• Work to be completed:
All the data below goes into the copy word for word, but the pictures don't.

• Material:
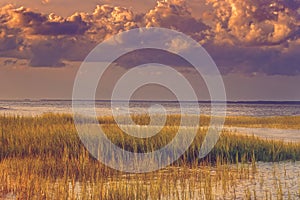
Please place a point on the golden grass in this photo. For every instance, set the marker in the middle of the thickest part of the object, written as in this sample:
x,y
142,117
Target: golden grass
x,y
43,158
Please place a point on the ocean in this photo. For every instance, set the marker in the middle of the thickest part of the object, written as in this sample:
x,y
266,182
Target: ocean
x,y
263,108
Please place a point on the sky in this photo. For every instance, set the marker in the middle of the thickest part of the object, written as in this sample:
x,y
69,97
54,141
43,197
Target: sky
x,y
255,44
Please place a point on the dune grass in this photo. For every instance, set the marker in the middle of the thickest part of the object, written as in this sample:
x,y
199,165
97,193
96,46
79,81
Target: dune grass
x,y
43,158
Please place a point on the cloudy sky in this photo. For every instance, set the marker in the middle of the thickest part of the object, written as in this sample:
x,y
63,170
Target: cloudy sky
x,y
255,44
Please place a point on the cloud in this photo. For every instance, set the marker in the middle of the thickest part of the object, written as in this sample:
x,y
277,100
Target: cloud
x,y
249,37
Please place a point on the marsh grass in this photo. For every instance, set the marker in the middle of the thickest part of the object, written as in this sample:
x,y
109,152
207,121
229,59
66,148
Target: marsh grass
x,y
43,158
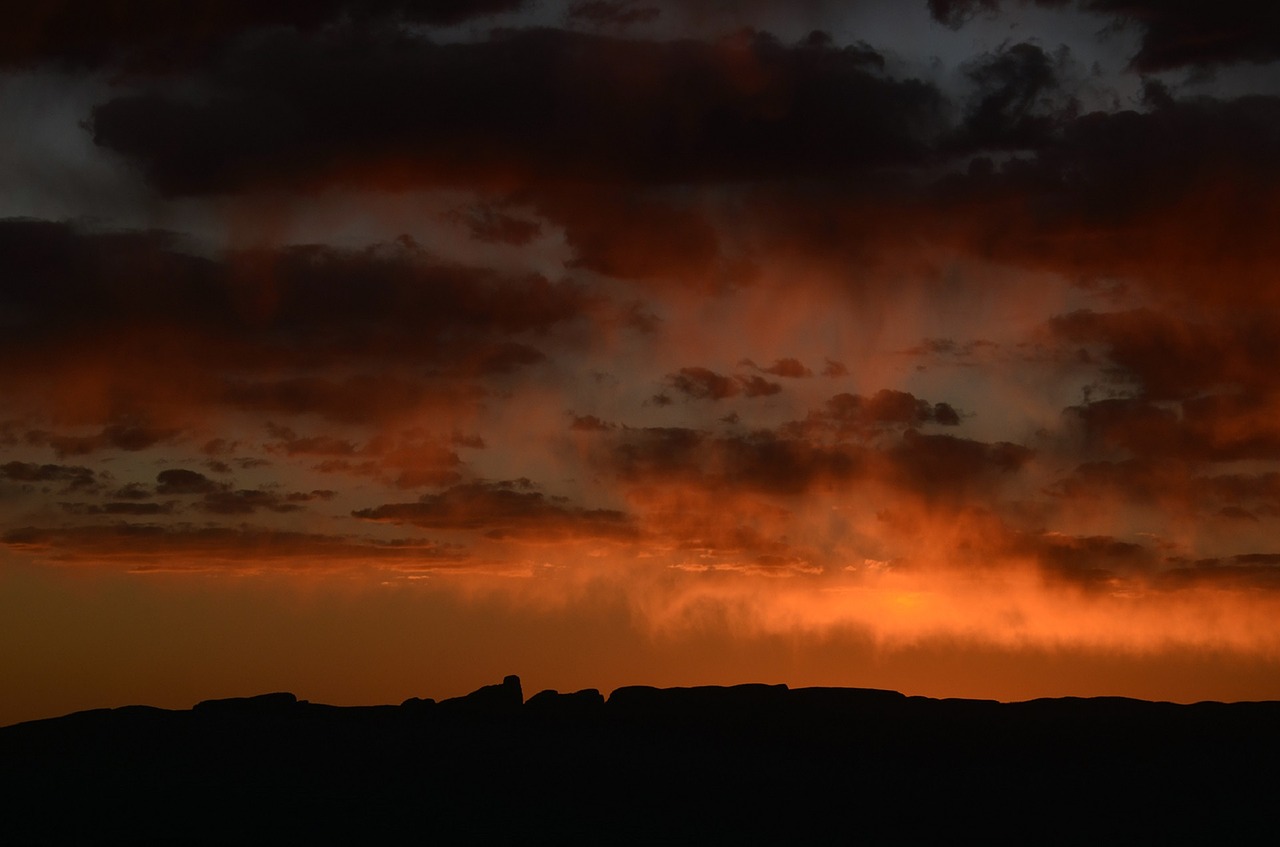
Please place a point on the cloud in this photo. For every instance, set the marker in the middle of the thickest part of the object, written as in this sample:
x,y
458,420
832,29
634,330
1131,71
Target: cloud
x,y
702,384
863,417
73,476
147,36
526,105
183,481
606,13
1192,32
1016,101
152,546
503,511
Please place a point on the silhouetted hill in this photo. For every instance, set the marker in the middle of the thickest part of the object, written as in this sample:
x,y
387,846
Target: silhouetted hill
x,y
705,765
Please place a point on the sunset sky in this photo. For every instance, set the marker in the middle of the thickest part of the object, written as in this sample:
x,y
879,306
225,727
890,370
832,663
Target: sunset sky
x,y
379,349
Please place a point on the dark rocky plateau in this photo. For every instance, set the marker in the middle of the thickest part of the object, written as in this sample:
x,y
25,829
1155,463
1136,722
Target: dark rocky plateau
x,y
705,765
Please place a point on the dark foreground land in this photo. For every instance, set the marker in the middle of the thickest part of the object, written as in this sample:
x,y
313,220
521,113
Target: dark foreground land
x,y
745,764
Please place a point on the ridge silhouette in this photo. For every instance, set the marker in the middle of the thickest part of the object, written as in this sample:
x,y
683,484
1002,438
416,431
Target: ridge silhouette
x,y
709,764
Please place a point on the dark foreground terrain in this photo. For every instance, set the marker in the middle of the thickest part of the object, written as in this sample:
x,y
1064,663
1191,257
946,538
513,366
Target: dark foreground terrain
x,y
745,764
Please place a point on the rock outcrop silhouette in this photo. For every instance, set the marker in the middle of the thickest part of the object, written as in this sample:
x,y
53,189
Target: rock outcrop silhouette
x,y
741,764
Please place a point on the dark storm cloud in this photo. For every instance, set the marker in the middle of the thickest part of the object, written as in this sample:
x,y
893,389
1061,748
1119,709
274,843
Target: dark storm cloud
x,y
755,462
252,329
855,416
1013,105
1243,572
494,227
159,35
1217,427
72,476
119,436
151,545
1169,357
606,13
785,367
529,104
1174,32
503,509
795,461
703,384
119,509
183,481
1178,485
59,277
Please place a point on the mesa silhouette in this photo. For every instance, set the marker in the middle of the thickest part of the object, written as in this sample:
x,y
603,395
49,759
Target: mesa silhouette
x,y
741,764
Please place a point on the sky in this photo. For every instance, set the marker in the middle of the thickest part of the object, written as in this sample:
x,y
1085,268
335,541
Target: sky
x,y
380,349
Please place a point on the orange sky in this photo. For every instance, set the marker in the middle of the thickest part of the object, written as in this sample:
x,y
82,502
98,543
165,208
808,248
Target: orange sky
x,y
654,348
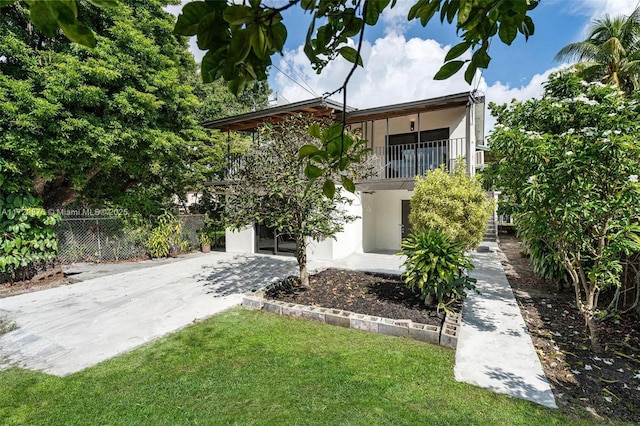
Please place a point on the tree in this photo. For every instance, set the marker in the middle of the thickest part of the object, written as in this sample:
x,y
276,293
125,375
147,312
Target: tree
x,y
113,124
568,167
240,40
611,52
272,189
453,203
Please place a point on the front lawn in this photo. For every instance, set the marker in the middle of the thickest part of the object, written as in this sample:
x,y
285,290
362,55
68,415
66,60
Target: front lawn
x,y
249,367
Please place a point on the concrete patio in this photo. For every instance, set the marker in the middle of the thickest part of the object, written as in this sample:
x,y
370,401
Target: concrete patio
x,y
116,308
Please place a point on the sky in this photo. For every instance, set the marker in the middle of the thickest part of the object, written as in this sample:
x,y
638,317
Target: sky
x,y
401,57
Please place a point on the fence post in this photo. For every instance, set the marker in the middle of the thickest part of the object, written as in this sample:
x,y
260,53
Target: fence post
x,y
99,245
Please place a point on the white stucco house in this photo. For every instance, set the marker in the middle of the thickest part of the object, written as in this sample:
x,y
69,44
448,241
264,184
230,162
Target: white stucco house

• Reply:
Please place a point on the golden grass in this photo. For every instance, set the marker in the middle of the thickest part of the object, written as in this sample:
x,y
142,117
Target: golden grass
x,y
43,158
Please place a point on the ocean in this photo. For every instance, set the marker in the middle of the thickest part of the object, written as in this sample:
x,y
266,182
Target: ocean
x,y
263,108
Please place a point on the sky in this photo. For every instance, set the marker in the middle of the thickest part of the object, written as in this sample:
x,y
69,97
54,141
43,197
Target: sky
x,y
255,44
Please place a point on the dune grass in this photo. For every instance, set the marker in the middle of the thickest part of the object, written as in this sample:
x,y
199,165
97,193
96,46
79,81
Target: dune grass
x,y
43,158
Please place a point on the cloudy sky in this photo. For every instance, set the marker in the middle of the thickest part of the object, written as in this sample:
x,y
63,170
Target: cloudy sky
x,y
255,44
Please place a point on the cloud in this photo. For every instance, set the marker in the middle of the thickest part of the object, written as in this sample:
x,y
277,100
Target: cloud
x,y
249,37
Please place a point on the marsh grass in this photo. For every instance, set the marker in the middle of the thickest part of the object, written as in this sample:
x,y
109,152
207,121
229,59
66,148
Target: marsh grass
x,y
43,158
Please place a point on the cloud in this photo. For every instance, set the marker in the middle of the thickest part of the object, written as in this sample:
x,y
458,420
832,29
634,330
1131,71
Target: cloud
x,y
702,384
863,417
73,476
147,36
526,105
183,481
606,13
1192,32
1016,101
152,546
503,511
Please place a point on the silhouetted hill in this photo. For every instance, set the marker in the middle of the thickest part of the object, written as in this sample:
x,y
387,846
Target: silhouetted hill
x,y
705,765
Please place a point on the sunset sky in this photo. For every instance, set the marker in the middle of the thickest part of the object, written as in this sample:
x,y
879,306
225,727
890,370
832,663
Target: sunset sky
x,y
379,349
Please place a point on the dark rocky plateau in this photo. For every instance, set the marker in the middle of the thickest part of the object, written as in this sample:
x,y
25,829
1155,463
1136,722
Target: dark rocky plateau
x,y
705,765
Please place a point on the dark foreground land in this photo. For every instance, set the marker in the middle of the thickest part of the object, written as in this sample:
x,y
313,220
521,113
Target: dark foreground land
x,y
745,764
Please place a point on the ridge silhouette in this photo. For every instance, set the marker in the middle of the thickest part of the object, written as in this sample:
x,y
683,484
1002,438
416,431
Target: ridge silhouette
x,y
709,764
Please place a point on the dark foreground terrain in this photo. For every instance, set the marker in the middle of the thickest part of the object, written as in this sample:
x,y
1064,663
1191,257
946,538
513,366
Target: dark foreground terrain
x,y
745,764
Please place a point on the rock outcrop silhouette in this photo. For every instance, set the marker in the middle of the thickest part of the object, written as in this sample:
x,y
53,189
Target: rock outcrop silhouette
x,y
741,764
Please place a point on the dark storm cloud in this photo. For every instance, set the marker in the middle of the thickest part of the object, written as in this sample:
x,y
893,389
1061,748
1119,709
274,843
Target: dark storm cloud
x,y
755,462
252,329
855,416
1013,105
1243,572
494,227
159,35
1217,427
72,476
119,436
151,545
1169,357
606,13
785,367
529,104
1174,32
503,509
795,461
703,384
119,509
183,481
1178,485
59,277
Please place a point on the mesa silhouette in this photo. For every instance, set the marker in the middle of the thickest part of the object, written as in this sample:
x,y
603,395
49,759
Target: mesa silhouette
x,y
741,764
Please place a point on the sky in this photo. For every instance, set the marker in the middle of the thickest part of the object, written as in this sample:
x,y
1085,268
335,541
Target: sky
x,y
380,349
Please place a point on the orange sky in this photo. For every instance, set the marker in the middle of the thickest part of the object, written as in this sample:
x,y
82,502
98,543
165,208
808,248
Target: orange sky
x,y
654,348
Please place a point on the tree in this photo. For every instance, set the marker in the middle of the thickest part of the object, written as in this sample:
x,y
276,293
125,375
147,312
Target: tree
x,y
113,124
568,167
240,40
611,52
272,189
453,203
Please place a point on the front lawn in this photo. For every instance, set the marker in the middle of the thickest part of the object, written as in this sample:
x,y
285,290
362,55
68,415
66,60
Target: front lawn
x,y
249,367
Please place a point on the concrete patio in this photo. For every instance, set the marker in the middle of the thickest part of the object, written as in this sample:
x,y
370,401
Target: concrete patio
x,y
116,308
Please place a point on the sky in this photo. For every instance, set the marker in the middle of the thickest part of the object, written as in this sample:
x,y
638,317
Target: sky
x,y
401,57
Please place a point on the fence post in this photo. For every instance, set the marker in the middle of the thickest part of the object, written as in this sample:
x,y
260,53
Target: fence post
x,y
99,245
Please place a point on the white stucco house in this photo. For every instance, set the marker in the middle of the thickest part of the object, written as in this sample:
x,y
69,44
448,241
264,184
230,162
Target: white stucco house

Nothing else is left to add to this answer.